Task requirements: Can you rewrite the lines from the one containing "the chrome grille" through the one containing "of the wheel", inclusive, putting "marker" wherever "pin" appears and leaving everything else the same?

··· Record list

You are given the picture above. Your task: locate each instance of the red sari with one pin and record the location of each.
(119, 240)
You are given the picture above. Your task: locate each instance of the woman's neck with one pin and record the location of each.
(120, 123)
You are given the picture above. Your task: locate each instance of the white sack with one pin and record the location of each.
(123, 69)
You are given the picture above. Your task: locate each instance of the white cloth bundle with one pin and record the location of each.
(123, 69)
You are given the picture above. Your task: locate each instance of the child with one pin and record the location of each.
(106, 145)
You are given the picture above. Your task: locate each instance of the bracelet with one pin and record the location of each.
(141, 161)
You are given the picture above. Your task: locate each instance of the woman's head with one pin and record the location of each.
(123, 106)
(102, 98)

······
··· Record list

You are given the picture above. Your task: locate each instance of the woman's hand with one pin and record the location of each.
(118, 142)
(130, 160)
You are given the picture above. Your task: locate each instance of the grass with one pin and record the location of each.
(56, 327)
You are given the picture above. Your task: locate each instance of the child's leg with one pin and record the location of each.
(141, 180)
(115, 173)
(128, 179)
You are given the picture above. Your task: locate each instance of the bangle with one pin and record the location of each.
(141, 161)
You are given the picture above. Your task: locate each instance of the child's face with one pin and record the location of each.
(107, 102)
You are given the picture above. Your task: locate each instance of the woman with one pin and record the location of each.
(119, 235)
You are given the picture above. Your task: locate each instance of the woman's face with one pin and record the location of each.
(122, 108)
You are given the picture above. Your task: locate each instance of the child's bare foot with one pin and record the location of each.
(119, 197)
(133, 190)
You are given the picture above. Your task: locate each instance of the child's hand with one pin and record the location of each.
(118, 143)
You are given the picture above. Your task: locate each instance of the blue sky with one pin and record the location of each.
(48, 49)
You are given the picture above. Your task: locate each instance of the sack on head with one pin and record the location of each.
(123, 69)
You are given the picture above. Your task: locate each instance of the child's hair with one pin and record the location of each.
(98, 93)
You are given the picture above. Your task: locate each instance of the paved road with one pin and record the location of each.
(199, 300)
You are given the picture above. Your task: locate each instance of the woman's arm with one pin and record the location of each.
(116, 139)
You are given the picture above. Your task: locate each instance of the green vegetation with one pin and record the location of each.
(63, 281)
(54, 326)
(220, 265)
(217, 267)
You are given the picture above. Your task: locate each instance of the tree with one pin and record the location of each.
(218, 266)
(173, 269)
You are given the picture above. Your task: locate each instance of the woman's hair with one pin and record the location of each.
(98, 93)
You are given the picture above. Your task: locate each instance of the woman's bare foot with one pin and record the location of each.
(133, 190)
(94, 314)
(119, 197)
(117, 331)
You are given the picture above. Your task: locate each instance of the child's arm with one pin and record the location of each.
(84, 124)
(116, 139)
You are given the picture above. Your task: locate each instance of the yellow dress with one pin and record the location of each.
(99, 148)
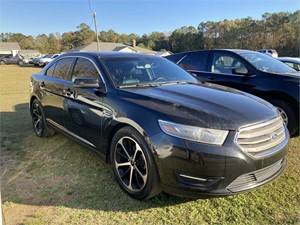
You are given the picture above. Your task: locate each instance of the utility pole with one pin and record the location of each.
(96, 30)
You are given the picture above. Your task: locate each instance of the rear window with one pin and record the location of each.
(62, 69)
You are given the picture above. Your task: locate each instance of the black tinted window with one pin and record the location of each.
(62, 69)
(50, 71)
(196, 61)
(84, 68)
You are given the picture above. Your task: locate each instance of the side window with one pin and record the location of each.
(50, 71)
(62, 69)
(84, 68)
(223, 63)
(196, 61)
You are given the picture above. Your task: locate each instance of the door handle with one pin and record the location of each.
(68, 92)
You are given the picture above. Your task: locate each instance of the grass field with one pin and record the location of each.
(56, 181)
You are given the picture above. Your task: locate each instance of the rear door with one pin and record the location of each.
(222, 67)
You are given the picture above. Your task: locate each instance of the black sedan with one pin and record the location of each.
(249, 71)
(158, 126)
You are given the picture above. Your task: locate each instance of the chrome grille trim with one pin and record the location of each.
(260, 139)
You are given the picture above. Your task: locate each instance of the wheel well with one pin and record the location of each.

······
··· Record list

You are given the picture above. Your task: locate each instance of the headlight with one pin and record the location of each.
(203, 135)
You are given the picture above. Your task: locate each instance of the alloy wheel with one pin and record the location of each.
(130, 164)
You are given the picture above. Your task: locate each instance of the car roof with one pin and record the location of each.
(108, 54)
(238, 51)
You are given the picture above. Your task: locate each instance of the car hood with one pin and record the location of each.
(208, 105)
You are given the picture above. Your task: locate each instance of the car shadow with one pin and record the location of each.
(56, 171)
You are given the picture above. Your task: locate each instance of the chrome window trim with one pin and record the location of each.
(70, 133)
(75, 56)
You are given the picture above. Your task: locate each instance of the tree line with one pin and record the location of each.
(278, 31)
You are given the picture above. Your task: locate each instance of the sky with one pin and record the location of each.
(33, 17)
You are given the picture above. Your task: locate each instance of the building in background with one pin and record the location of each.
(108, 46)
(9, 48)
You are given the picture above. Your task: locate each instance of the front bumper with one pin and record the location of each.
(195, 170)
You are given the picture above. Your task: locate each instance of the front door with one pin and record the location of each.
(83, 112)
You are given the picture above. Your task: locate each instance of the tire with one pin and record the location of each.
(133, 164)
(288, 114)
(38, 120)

······

Output of the task:
You are given the picture above. Your task: locate each instance of the chrome grille trim with one marker and record the location of each.
(260, 139)
You are given the picture above. Your task: locate each instance of the wheel well with one marker and record the location of each.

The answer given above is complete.